## Short problem
Rename "segment" to "trace" throughout the rows and leave every other character as it is.

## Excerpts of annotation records
########
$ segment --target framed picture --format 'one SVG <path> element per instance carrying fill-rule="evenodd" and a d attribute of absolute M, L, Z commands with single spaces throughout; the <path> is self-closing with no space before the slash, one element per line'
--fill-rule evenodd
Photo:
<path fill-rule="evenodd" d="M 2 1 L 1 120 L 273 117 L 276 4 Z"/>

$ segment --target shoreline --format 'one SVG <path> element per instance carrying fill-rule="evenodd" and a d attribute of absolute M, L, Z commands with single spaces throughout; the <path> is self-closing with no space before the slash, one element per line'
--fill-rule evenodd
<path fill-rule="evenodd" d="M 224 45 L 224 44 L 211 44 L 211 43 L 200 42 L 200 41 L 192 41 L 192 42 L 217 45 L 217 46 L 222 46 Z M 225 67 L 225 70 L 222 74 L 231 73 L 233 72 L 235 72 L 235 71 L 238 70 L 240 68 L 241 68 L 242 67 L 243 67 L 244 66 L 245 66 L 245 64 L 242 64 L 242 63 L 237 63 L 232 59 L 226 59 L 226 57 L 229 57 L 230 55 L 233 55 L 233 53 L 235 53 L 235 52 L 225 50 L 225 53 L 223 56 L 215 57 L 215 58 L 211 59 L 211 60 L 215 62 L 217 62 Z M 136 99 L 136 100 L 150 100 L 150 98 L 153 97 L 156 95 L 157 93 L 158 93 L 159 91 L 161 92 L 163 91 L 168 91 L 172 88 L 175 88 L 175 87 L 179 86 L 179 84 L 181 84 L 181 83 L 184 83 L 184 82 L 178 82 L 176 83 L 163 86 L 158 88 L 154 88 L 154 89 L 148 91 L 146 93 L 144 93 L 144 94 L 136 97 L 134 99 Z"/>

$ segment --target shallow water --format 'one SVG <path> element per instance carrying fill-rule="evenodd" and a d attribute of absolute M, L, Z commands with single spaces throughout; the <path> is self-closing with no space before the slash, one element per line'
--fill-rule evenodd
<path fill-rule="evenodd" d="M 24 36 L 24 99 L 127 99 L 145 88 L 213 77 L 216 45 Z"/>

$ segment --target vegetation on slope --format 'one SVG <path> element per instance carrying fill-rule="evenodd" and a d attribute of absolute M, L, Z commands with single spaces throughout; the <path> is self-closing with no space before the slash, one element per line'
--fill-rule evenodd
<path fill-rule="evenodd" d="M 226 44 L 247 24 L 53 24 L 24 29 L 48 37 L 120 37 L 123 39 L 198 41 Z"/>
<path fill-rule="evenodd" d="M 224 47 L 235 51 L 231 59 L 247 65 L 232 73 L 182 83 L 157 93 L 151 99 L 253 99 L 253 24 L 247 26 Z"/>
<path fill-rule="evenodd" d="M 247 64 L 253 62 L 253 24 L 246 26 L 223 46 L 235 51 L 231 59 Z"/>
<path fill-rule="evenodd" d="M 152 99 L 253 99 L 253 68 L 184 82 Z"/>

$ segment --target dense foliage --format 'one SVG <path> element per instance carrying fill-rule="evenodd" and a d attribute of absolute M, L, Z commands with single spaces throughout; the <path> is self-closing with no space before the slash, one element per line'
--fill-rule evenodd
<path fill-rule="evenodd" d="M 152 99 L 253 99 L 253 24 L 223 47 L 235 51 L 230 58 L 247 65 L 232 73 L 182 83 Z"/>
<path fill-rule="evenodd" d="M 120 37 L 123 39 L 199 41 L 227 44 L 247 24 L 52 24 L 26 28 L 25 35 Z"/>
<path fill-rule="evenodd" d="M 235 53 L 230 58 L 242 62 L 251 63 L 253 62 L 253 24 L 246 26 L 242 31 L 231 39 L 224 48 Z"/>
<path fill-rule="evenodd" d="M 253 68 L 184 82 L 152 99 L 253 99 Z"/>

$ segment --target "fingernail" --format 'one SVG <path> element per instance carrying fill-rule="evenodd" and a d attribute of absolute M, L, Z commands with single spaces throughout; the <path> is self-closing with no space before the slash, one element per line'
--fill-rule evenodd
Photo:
########
## Answer in full
$ trace --target framed picture --format 'one SVG <path> element per instance carrying fill-rule="evenodd" and a d attribute of absolute M, L, Z commands with single spaces throughout; the <path> is self-closing with no space before the slash, one element per line'
--fill-rule evenodd
Photo:
<path fill-rule="evenodd" d="M 2 1 L 1 120 L 273 117 L 276 4 Z"/>

$ trace --target shoreline --format 'one SVG <path> element per instance carrying fill-rule="evenodd" and a d attribute of absolute M, L, Z commands with single spaces throughout; the <path> is self-closing with no space before the slash, one element per line'
--fill-rule evenodd
<path fill-rule="evenodd" d="M 224 45 L 224 44 L 211 44 L 211 43 L 200 42 L 200 41 L 192 41 L 192 42 L 217 45 L 217 46 L 222 46 Z M 225 67 L 225 70 L 222 74 L 231 73 L 233 72 L 235 72 L 235 71 L 238 70 L 240 68 L 241 68 L 242 67 L 243 67 L 244 66 L 245 66 L 245 64 L 242 64 L 242 63 L 237 63 L 232 59 L 226 59 L 226 57 L 229 57 L 230 55 L 233 55 L 233 53 L 235 53 L 235 52 L 225 50 L 225 53 L 223 56 L 215 57 L 215 58 L 211 59 L 211 60 L 215 62 L 217 62 Z M 136 99 L 136 100 L 150 100 L 150 98 L 153 97 L 156 95 L 157 93 L 158 93 L 159 91 L 161 92 L 163 91 L 168 91 L 172 88 L 175 88 L 175 87 L 179 86 L 179 84 L 181 84 L 181 83 L 184 83 L 184 82 L 178 82 L 176 83 L 163 86 L 158 88 L 154 88 L 154 89 L 148 91 L 146 93 L 144 93 L 144 94 L 136 97 L 134 99 Z"/>

$ trace --target shallow water --format 'one SVG <path> element per instance carrying fill-rule="evenodd" and a d attribute of absolute M, L, Z commands with single spaces throughout; the <path> is self-closing with no space before the slash, one element per line'
--fill-rule evenodd
<path fill-rule="evenodd" d="M 24 36 L 24 99 L 127 99 L 145 88 L 213 77 L 216 45 Z"/>

$ trace --target vegetation on slope --format 'one SVG <path> element per instance carrying fill-rule="evenodd" and a d attribute of absolute M, L, Z commands with single spaces throughout; the <path> is self-closing with no space before the slash, one element per line'
--fill-rule evenodd
<path fill-rule="evenodd" d="M 226 44 L 247 24 L 53 24 L 24 29 L 48 37 L 120 37 L 123 39 L 198 41 Z"/>
<path fill-rule="evenodd" d="M 224 47 L 235 51 L 231 59 L 247 65 L 232 73 L 182 83 L 157 93 L 151 99 L 253 99 L 253 24 L 247 26 Z"/>
<path fill-rule="evenodd" d="M 247 64 L 253 62 L 253 24 L 246 26 L 223 46 L 235 51 L 231 59 Z"/>
<path fill-rule="evenodd" d="M 152 99 L 253 99 L 253 68 L 184 82 Z"/>

$ trace --target dense foliage --format 'one SVG <path> element per instance carrying fill-rule="evenodd" and a d attribute of absolute M, L, Z commands with single spaces throughout; the <path> is self-closing with no space before the slash, one element per line'
--fill-rule evenodd
<path fill-rule="evenodd" d="M 152 99 L 253 99 L 253 24 L 223 47 L 235 51 L 230 58 L 247 65 L 232 73 L 182 83 Z"/>
<path fill-rule="evenodd" d="M 120 37 L 123 39 L 199 41 L 227 44 L 247 24 L 52 24 L 26 28 L 25 35 Z"/>
<path fill-rule="evenodd" d="M 235 53 L 230 58 L 242 62 L 251 63 L 253 62 L 253 24 L 246 26 L 242 31 L 231 39 L 224 48 Z"/>
<path fill-rule="evenodd" d="M 253 68 L 184 82 L 152 99 L 253 99 Z"/>

$ trace --target "fingernail" --format 'one SVG <path> element per instance carrying fill-rule="evenodd" and a d attribute of absolute M, L, Z commands with single spaces throughout; the <path> is self-closing with no space before the slash, one element per line'
--fill-rule evenodd
Photo:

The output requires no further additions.